Material supplied —
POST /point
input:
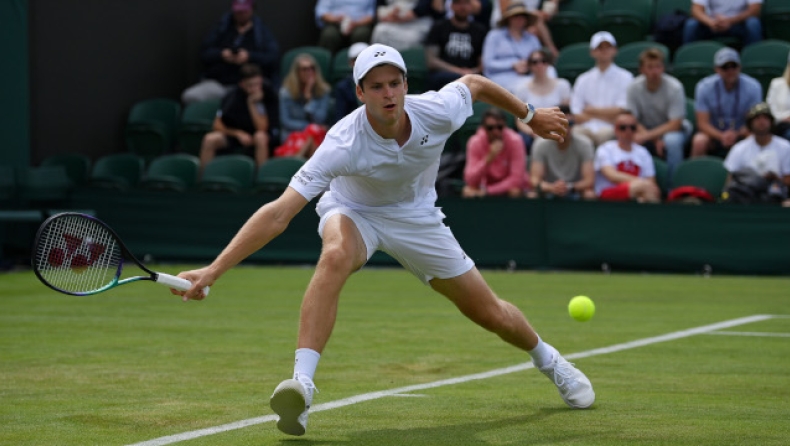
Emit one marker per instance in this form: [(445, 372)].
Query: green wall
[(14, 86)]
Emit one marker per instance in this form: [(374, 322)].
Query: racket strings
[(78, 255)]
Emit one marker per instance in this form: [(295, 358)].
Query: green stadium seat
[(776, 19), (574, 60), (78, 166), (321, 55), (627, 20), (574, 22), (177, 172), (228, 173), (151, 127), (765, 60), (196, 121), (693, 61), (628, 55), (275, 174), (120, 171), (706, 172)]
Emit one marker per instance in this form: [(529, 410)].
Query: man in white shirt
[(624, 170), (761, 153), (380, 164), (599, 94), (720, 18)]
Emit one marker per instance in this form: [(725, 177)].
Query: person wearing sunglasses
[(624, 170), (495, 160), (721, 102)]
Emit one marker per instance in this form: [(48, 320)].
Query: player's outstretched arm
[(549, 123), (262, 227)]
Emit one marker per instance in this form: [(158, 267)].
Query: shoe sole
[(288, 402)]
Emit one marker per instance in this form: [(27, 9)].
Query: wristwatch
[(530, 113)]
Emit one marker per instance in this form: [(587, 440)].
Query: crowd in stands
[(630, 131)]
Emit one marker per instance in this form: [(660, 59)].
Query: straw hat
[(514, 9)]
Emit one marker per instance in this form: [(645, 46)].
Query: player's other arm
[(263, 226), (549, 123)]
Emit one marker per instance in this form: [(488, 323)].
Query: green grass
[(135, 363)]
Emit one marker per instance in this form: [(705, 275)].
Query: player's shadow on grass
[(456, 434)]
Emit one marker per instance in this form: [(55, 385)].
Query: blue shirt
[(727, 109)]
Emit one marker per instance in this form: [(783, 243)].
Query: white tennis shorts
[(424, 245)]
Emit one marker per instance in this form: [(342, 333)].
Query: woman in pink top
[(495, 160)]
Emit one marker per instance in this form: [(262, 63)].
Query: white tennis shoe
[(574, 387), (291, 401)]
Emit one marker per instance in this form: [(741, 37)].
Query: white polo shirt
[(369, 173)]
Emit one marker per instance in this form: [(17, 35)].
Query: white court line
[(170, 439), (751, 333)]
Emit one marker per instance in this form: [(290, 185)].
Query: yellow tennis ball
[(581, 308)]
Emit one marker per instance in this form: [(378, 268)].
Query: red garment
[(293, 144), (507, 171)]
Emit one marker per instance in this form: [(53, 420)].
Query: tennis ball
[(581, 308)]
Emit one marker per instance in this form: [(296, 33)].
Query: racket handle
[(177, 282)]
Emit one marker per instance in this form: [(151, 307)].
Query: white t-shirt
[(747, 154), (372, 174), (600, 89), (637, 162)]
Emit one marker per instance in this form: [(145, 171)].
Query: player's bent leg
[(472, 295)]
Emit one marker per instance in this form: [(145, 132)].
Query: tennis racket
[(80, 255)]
--
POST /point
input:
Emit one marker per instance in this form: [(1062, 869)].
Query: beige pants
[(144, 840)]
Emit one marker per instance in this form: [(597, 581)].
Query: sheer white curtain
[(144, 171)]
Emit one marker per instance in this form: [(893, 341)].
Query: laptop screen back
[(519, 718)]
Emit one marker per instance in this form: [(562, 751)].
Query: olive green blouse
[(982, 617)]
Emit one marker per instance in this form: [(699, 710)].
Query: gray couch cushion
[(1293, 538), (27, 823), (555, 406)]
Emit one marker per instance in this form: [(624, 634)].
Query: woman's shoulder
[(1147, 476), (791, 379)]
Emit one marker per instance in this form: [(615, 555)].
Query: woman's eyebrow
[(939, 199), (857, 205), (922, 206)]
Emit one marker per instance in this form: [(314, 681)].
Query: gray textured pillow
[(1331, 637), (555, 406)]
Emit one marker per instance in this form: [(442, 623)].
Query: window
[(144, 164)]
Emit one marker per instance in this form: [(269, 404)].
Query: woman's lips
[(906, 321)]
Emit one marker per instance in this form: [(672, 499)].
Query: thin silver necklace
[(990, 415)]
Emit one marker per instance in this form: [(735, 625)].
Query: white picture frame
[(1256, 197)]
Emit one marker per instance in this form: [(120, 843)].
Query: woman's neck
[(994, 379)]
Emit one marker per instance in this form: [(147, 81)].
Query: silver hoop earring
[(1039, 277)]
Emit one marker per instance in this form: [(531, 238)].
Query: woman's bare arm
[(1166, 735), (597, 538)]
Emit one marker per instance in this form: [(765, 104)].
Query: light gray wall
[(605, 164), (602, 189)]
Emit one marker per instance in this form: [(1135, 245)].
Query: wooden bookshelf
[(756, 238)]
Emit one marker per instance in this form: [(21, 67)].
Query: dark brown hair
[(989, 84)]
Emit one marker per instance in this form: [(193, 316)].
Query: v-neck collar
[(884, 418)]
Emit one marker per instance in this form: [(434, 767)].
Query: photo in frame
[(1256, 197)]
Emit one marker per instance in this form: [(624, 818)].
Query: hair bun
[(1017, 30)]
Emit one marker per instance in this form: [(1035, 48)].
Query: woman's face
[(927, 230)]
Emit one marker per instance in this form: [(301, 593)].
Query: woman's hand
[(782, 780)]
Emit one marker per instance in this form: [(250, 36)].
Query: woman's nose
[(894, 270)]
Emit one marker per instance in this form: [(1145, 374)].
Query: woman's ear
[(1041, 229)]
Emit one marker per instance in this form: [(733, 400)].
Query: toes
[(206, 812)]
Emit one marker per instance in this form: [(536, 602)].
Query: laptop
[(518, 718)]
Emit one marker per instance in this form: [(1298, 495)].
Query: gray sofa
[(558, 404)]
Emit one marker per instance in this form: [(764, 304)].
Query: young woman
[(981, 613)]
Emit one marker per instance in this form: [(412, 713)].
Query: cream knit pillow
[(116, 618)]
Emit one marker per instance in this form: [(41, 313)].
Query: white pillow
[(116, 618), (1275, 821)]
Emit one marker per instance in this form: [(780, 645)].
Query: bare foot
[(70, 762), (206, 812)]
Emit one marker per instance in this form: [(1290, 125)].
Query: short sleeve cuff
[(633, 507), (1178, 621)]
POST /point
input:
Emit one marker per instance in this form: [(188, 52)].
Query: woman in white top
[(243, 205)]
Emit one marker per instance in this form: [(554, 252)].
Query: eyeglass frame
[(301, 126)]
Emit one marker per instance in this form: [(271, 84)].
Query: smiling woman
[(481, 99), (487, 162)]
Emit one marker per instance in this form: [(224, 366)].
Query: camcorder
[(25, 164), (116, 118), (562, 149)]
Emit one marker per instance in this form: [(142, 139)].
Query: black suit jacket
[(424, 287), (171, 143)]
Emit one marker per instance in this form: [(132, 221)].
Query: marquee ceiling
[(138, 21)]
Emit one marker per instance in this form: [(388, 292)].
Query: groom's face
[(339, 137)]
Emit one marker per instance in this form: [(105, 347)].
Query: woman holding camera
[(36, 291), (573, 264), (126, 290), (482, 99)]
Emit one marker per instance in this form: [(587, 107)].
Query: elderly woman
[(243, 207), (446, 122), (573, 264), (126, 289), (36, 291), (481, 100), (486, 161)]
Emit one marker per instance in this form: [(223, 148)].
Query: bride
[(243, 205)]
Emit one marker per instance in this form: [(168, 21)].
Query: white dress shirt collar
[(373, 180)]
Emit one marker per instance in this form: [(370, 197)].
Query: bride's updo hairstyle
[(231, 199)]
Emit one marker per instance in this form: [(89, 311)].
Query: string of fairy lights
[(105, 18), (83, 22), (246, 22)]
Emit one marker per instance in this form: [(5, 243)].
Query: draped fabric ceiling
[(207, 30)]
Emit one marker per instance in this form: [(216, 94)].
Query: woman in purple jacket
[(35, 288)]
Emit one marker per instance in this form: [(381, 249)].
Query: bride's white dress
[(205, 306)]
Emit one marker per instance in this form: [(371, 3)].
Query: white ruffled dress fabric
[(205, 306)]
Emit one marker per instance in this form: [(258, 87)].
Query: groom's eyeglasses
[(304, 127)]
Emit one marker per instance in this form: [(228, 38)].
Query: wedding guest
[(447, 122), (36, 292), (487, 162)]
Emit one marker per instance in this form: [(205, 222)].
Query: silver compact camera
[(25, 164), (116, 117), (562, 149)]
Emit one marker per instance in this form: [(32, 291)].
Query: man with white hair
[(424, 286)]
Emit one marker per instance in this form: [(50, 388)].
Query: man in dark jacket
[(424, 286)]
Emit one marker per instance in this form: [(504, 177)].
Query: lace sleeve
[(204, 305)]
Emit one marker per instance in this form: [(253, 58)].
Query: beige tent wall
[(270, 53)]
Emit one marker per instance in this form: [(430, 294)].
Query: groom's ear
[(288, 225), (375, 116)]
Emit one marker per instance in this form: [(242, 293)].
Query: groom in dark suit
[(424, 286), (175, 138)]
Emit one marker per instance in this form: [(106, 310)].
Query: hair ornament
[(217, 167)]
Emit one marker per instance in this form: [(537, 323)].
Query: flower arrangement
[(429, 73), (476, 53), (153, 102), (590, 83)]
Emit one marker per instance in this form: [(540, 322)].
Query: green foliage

Work to complete —
Format the material as a two-column CSV with the headers request and answer. Start with the line containing "Emit one marker per instance in this form: [(301, 593)]." and go on through the line containing "[(1041, 229)]". Put each text and its answer on their own row, enclose every field in double quotes, and replace line breaks inside a field with spaces.

Output of the exercise —
request,answer
"Emit one marker per instance in this form: [(301, 593)]. Query: woman's hand","[(782, 780)]"
"Emit one marker per instance in this form: [(250, 36)]. Query: woman's nose","[(894, 270)]"
"Emit one marker per instance in this form: [(1145, 374)]. Query: woman's ear","[(1041, 229)]"